## DIRECTIONS FOR THIS TASK
Restate word for word every line from the top of the data below down through the line that holds "output: well-known text, one".

(Collected data entries)
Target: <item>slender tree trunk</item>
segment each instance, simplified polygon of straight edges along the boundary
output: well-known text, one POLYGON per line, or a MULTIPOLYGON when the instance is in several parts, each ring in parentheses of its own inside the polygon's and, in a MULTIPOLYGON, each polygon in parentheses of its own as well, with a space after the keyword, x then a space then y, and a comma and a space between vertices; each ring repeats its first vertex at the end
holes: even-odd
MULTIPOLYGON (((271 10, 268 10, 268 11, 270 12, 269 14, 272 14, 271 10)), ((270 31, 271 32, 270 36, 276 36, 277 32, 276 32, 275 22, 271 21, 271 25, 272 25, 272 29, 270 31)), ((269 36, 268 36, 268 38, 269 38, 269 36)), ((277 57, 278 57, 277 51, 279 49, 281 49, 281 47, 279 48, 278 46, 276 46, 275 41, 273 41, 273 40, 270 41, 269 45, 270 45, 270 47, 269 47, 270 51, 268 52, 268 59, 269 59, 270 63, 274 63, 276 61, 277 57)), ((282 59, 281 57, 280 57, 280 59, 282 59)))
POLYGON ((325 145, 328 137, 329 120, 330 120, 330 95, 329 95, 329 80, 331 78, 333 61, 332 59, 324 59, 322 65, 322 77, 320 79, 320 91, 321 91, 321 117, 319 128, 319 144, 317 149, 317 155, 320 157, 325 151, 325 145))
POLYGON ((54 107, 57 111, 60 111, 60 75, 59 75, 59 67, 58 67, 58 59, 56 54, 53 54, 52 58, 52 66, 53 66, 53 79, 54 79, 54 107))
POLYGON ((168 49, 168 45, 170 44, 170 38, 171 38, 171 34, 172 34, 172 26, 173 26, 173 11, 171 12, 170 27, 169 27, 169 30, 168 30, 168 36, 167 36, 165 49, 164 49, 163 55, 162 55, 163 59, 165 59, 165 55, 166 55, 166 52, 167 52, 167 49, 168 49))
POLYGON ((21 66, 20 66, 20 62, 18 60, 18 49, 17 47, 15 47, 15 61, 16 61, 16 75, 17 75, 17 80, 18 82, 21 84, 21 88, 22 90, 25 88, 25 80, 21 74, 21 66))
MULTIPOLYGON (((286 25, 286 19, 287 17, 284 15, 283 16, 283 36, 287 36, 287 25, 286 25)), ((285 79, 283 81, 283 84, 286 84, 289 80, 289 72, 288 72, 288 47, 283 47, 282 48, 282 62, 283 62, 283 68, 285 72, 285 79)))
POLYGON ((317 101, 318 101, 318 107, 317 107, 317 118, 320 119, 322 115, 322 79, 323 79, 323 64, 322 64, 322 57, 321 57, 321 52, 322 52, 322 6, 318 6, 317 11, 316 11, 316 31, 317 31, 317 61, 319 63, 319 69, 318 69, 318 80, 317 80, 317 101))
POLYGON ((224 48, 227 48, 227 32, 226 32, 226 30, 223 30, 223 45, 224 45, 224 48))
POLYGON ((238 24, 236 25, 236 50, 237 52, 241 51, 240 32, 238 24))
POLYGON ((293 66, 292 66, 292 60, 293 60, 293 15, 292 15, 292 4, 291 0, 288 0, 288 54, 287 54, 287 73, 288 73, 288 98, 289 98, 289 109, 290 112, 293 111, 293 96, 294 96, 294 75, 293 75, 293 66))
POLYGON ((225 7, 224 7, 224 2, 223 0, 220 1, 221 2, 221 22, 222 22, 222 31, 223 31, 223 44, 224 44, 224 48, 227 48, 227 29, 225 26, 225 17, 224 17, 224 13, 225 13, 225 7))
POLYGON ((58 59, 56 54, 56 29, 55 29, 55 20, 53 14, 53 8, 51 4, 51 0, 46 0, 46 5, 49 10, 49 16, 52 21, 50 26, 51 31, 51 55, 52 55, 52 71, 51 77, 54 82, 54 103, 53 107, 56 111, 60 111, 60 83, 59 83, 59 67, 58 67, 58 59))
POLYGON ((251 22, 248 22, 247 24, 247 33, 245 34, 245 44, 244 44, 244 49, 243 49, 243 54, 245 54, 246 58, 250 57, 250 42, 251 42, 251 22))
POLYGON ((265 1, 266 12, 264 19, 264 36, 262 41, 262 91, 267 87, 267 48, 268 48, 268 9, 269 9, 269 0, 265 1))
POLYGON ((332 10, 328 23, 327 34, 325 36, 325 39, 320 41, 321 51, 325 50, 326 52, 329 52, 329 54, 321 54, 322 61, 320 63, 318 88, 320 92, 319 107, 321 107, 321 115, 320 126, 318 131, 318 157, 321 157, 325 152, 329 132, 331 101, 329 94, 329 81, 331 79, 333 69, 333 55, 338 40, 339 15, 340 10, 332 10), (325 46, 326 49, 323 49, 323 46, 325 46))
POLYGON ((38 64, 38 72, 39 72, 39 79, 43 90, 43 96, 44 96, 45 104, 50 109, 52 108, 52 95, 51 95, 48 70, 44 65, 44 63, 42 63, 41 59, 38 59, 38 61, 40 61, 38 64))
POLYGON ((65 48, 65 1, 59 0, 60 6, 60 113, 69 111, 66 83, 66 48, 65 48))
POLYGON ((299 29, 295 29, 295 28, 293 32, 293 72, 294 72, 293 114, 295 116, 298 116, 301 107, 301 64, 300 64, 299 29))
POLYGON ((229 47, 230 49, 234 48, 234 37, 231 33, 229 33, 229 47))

## ANSWER TO THIS PROBLEM
Target: <item>slender tree trunk</item>
segment each instance, simplified polygon of straight edges along the boundary
output: well-known text, one POLYGON per line, or a MULTIPOLYGON when the instance is in several parts, each ring in parentheses of its own inside the polygon's and, in a MULTIPOLYGON, each polygon in parentheses of its own as well, with a space after the keyword, x then a space then y, and a comma and a space between vertices; each ring repeats its first vertex at the end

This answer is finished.